*Task directions:*
Rewrite every line of the entries below as a numbered list, skipping any blank lines. Leave the pictures out of your answer.

*Task input:*
#####

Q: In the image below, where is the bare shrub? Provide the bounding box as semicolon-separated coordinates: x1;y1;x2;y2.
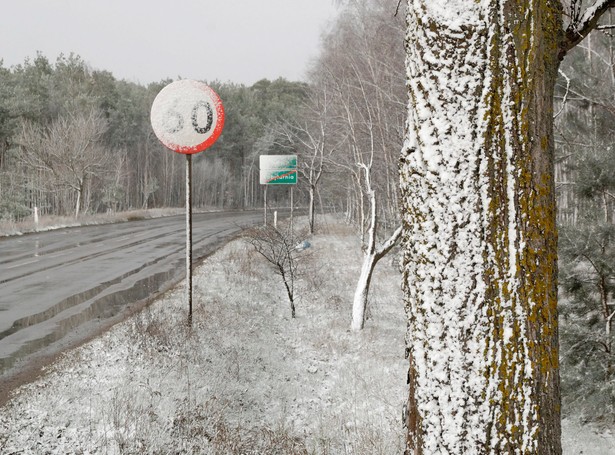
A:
245;226;306;318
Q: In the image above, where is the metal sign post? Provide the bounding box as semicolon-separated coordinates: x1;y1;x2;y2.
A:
186;154;192;327
151;80;224;326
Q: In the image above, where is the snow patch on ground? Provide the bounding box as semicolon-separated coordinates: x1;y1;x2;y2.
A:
0;220;406;454
0;219;615;455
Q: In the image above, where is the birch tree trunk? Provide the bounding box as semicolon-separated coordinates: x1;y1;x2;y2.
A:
400;0;562;455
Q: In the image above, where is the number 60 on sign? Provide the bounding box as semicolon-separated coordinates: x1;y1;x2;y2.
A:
151;80;224;154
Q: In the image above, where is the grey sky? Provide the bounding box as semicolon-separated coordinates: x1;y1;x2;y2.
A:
0;0;336;84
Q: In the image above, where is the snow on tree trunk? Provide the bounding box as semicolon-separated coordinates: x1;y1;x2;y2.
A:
400;0;561;455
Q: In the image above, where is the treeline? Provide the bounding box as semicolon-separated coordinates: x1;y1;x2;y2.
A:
554;29;615;423
0;54;308;219
0;0;406;242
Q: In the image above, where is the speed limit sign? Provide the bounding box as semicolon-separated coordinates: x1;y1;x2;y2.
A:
151;79;224;154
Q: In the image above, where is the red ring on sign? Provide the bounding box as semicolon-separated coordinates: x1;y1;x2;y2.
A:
151;79;224;155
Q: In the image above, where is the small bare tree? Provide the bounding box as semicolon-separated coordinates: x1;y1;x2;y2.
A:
18;110;109;217
245;226;301;319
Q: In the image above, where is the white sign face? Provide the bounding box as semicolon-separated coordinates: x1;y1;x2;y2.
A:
151;79;224;154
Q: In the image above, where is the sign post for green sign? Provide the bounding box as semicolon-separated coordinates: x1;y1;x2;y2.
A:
259;155;297;226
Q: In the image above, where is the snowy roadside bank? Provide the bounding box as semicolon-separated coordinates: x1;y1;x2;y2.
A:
0;220;615;455
0;220;405;454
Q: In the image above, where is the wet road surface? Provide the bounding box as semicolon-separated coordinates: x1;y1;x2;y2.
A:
0;212;262;386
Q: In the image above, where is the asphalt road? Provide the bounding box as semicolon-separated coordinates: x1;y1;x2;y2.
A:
0;212;262;385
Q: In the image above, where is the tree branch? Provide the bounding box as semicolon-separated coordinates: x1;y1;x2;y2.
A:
559;0;615;60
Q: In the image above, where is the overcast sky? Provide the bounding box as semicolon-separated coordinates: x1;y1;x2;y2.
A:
0;0;336;84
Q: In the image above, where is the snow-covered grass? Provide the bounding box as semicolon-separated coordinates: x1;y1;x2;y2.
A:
0;216;615;455
0;219;406;454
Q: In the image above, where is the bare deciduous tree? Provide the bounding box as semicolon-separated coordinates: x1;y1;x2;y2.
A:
18;110;109;217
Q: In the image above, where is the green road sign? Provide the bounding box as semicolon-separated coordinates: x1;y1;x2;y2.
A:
259;155;297;185
260;169;297;185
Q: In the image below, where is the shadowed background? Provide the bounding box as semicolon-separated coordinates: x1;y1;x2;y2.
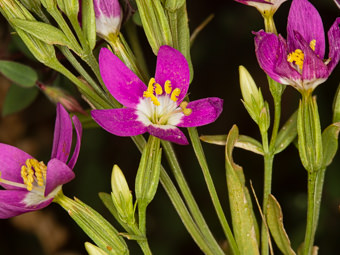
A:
0;0;340;255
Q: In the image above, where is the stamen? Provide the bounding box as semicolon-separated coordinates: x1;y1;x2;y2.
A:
287;49;305;70
164;80;172;95
155;83;163;95
21;159;47;191
171;88;181;102
179;101;192;116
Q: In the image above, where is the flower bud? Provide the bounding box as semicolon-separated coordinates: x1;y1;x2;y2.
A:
93;0;123;39
239;66;269;126
111;165;135;224
37;82;87;115
85;242;107;255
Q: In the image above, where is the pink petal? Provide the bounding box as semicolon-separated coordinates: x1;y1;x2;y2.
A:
0;143;33;189
287;0;325;59
91;108;147;136
99;48;147;108
177;97;223;127
67;115;83;169
148;125;189;145
155;46;190;103
44;159;75;196
51;103;72;163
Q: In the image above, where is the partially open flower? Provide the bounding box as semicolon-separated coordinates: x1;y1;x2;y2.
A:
93;0;123;39
255;0;340;92
0;104;82;219
91;46;223;144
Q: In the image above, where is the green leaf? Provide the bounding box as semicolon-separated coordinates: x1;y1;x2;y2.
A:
81;0;97;50
267;195;295;255
0;60;38;88
226;125;260;255
10;19;78;50
2;86;38;116
275;111;298;154
322;122;340;168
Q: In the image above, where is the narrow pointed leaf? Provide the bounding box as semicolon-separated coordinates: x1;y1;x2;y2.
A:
275;112;297;154
267;195;295;255
226;126;260;255
0;60;38;87
322;122;340;168
2;85;39;116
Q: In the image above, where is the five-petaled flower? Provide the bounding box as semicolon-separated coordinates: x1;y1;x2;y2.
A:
91;46;223;144
0;104;82;219
255;0;340;92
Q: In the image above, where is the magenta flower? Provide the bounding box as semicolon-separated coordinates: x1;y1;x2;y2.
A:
91;46;223;144
235;0;287;15
255;0;340;91
0;104;82;219
93;0;123;38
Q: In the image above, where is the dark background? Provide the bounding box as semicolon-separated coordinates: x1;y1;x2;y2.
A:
0;0;340;255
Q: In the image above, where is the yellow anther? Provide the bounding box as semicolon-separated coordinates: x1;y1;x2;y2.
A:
155;83;163;95
170;88;181;102
179;101;192;116
287;49;305;70
309;39;316;51
164;80;172;95
147;78;156;94
21;159;47;191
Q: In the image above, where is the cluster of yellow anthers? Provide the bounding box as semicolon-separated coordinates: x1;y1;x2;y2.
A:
21;158;47;191
143;78;181;106
287;39;316;70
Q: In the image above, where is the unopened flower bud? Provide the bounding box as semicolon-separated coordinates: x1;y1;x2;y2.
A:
37;82;87;115
111;165;135;224
93;0;123;39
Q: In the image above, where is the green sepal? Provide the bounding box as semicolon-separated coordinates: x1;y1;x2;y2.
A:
81;0;97;50
200;135;264;155
322;122;340;168
267;195;295;255
53;192;129;255
274;111;298;154
226;125;260;255
2;85;39;116
135;136;162;205
0;60;38;88
297;94;323;172
10;19;81;54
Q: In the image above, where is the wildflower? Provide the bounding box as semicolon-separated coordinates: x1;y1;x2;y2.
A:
0;104;82;219
93;0;123;39
255;0;340;92
91;46;223;144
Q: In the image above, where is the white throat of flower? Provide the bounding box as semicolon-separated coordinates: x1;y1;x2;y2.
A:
0;158;61;206
137;78;192;128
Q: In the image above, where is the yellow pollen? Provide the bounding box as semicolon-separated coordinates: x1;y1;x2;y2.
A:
170;88;181;102
21;159;47;191
179;101;192;116
155;83;163;95
287;49;305;70
164;80;172;95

#####

*Exercise response:*
1. Q: In the image below, where is the bare shrub? Provide the bounding box as semicolon-separated coordinates: x1;y1;x2;y2.
2. A:
3. 245;226;306;318
4. Q: In the image above, where is the metal sign post? Provide the bounding box as semicolon-separated coordinates: x1;y1;x2;y2.
5. A:
6. 186;154;192;327
7. 151;80;224;326
8. Q: In the image above, where is the snow patch on ground? Provide the bounding box as semicolon-separated coordinates: x1;y1;x2;y2.
9. A:
10. 0;220;406;454
11. 0;219;615;455
12. Q: In the image above, where is the birch tree trunk? Provide the bounding box as semicolon-separated coordinates: x1;y1;x2;y2.
13. A:
14. 400;0;562;455
15. Q: In the image above, where is the number 60 on sign? Provide the bounding box as semicolon-separated coordinates: x1;y1;x2;y2.
16. A:
17. 151;80;224;154
18. Q: In the image above, where is the grey sky? Provide the bounding box as semicolon-separated coordinates: x1;y1;x2;y2.
19. A:
20. 0;0;336;84
21. Q: In the image above, where is the snow on tree trunk? Provide the bounding box as semicolon-separated coordinates: x1;y1;x2;y2.
22. A:
23. 400;0;561;455
24. Q: In the image above, where is the treeline? Provide the bounding box as semicolon-separated coordinates: x1;y1;x2;y2.
25. A:
26. 554;29;615;423
27. 0;54;308;219
28. 0;0;406;242
29. Q: In the image above, where is the speed limit sign? Provide the bounding box as semicolon-separated coordinates: x1;y1;x2;y2.
30. A:
31. 151;79;224;154
32. Q: In the image above, where is the red ring on sign? Provide the bounding box as semicolon-separated coordinates: x1;y1;x2;y2.
33. A:
34. 151;79;224;155
35. Q: In the image above, where is the small bare tree? Provide the bounding box as semicolon-separated coordinates: x1;y1;x2;y2.
36. A:
37. 18;110;109;217
38. 245;226;301;319
39. Q: In the image above, where is the white sign face? Provide the bounding box as semicolon-separated coordinates: x1;y1;x2;y2.
40. A:
41. 151;79;224;154
42. Q: In the image above, where is the sign post for green sign? Provide the bounding box as semicolon-separated coordinates: x1;y1;x2;y2.
43. A:
44. 259;155;297;226
45. Q: In the image above, where is the snowy roadside bank? Provide the bounding box as semicolon-separated coordinates: x1;y1;x2;y2.
46. A:
47. 0;220;615;455
48. 0;220;405;454
49. Q: In the image above, where is the wet road surface? Provide the bounding box as semicolon-separated coordinates: x1;y1;x2;y2.
50. A:
51. 0;212;262;386
52. Q: In the image above, where is the asphalt road? Provide the bounding box as semicolon-separated coordinates: x1;y1;x2;y2.
53. A:
54. 0;212;262;385
55. Q: In the image above, where is the tree branch? Provide the bounding box as semicolon-separated coordinates: x1;y1;x2;y2.
56. A:
57. 559;0;615;60
58. Q: In the image above, where is the overcast sky? Provide the bounding box as semicolon-separated coordinates: x1;y1;x2;y2.
59. A:
60. 0;0;336;84
61. Q: In the image above, where is the snow-covered grass? Provide the bounding box as semicolon-separated coordinates: x1;y1;x2;y2.
62. A:
63. 0;216;615;455
64. 0;219;406;454
65. Q: In the image above, where is the bare deciduous tree? Provide the bounding box as semicolon-separated coordinates: x1;y1;x2;y2.
66. A:
67. 18;110;109;217
68. Q: In the image above, where is the green road sign? Provide the bounding box as semicolon-separated coordinates: x1;y1;x2;y2.
69. A:
70. 259;155;297;185
71. 260;169;297;185
72. Q: In the image below, where is the shadowed background? Provide the bounding box as semicolon-separated coordinates: x1;y1;x2;y2.
73. A:
74. 0;0;340;255
75. Q: In the image above, where is the stamen? Provide the bounding box as semicolon-separated coordinates: x1;y1;x2;y2.
76. A:
77. 287;49;305;70
78. 164;80;172;95
79. 155;83;163;95
80. 21;159;47;191
81. 171;88;181;102
82. 179;101;192;116
83. Q: In the image above, where is the flower bud? Provide the bounding box as semicolon-separated coordinates: x1;y1;x2;y2.
84. A:
85. 93;0;123;39
86. 239;66;269;126
87. 111;165;135;224
88. 37;82;87;115
89. 85;242;107;255
90. Q: In the image above, where is the pink petal? Provide the bounding box as semicolon-separated coordinates: x1;y1;x2;y2.
91. A:
92. 0;143;33;189
93. 287;0;325;59
94. 91;108;147;136
95. 99;48;147;108
96. 177;97;223;127
97. 67;115;83;169
98. 148;125;189;145
99. 155;46;190;103
100. 44;159;75;196
101. 51;103;72;163
102. Q: In the image above, where is the partially open flower? Provide the bounding box as semicolon-separated coordinates: x1;y1;x2;y2.
103. A:
104. 93;0;123;39
105. 255;0;340;92
106. 0;104;82;219
107. 91;46;223;144
108. Q: In the image above, where is the green leaf? Provide the bounding box as semicolon-separated coordinates: x1;y1;x2;y2.
109. A:
110. 81;0;97;50
111. 267;195;295;255
112. 0;60;38;88
113. 226;125;260;255
114. 10;19;78;50
115. 2;86;38;116
116. 275;111;298;154
117. 322;122;340;168
118. Q: In the image above, where is the narrow pointed leaf? Provide the bounding box as semicolon-separated coordinates: x1;y1;x2;y2.
119. A:
120. 275;112;297;154
121. 267;195;295;255
122. 226;126;260;255
123. 0;60;38;87
124. 322;122;340;168
125. 2;85;39;116
126. Q: In the image above, where is the five-petaled flower? Provide the bounding box as semicolon-separated coordinates: x1;y1;x2;y2.
127. A:
128. 91;46;223;144
129. 0;104;82;219
130. 255;0;340;92
131. Q: In the image above, where is the magenta flower? Provide the bounding box as semicolon-separated coordinates: x1;y1;x2;y2.
132. A:
133. 91;46;223;144
134. 235;0;287;15
135. 255;0;340;91
136. 0;104;82;219
137. 93;0;123;38
138. Q: In the image above, where is the dark background? Provide the bounding box as semicolon-separated coordinates: x1;y1;x2;y2.
139. A:
140. 0;0;340;255
141. Q: In the image above, where is the yellow anther? Provide the bounding box as semicolon-separated coordinates: x1;y1;x2;y2.
142. A:
143. 155;83;163;95
144. 170;88;181;102
145. 179;101;192;116
146. 287;49;305;70
147. 309;39;316;51
148. 164;80;172;95
149. 147;78;156;94
150. 21;159;47;191
151. Q: In the image above, where is the cluster of yellow anthers? Provide the bounding box as semicolon-separated coordinates: x1;y1;x2;y2.
152. A:
153. 21;158;47;191
154. 143;78;181;106
155. 287;39;316;70
156. Q: In the image above, where is the unopened flower bud? Provide the bounding box as semicolon-separated coordinates: x1;y1;x2;y2.
157. A:
158. 37;82;87;115
159. 111;165;135;224
160. 93;0;123;39
161. Q: In the image above, where is the green sepal? Provide the bounding box as semicolon-separated coordinates: x1;y1;x2;y2.
162. A:
163. 81;0;97;50
164. 200;135;264;155
165. 322;122;340;168
166. 267;195;295;255
167. 53;192;129;255
168. 274;111;298;154
169. 226;125;260;255
170. 2;85;39;116
171. 135;136;162;205
172. 0;60;38;88
173. 297;94;323;172
174. 10;19;81;54
175. Q: In the image above, where is the wildflower? Provide the bounding box as semicolon-separated coordinates: x1;y1;x2;y2.
176. A:
177. 0;104;82;219
178. 93;0;123;39
179. 255;0;340;92
180. 91;46;223;144
181. Q: In the image above, where is the white throat of flower? Provide the bounding box as semicolon-separated coordinates: x1;y1;x2;y2.
182. A:
183. 0;158;61;206
184. 137;78;192;128
185. Q: In the image above, where is the yellow pollen? Provide the bounding box as semicolon-separated coordinates: x1;y1;x2;y2.
186. A:
187. 170;88;181;102
188. 21;159;47;191
189. 179;101;192;116
190. 155;83;163;95
191. 287;49;305;70
192. 164;80;172;95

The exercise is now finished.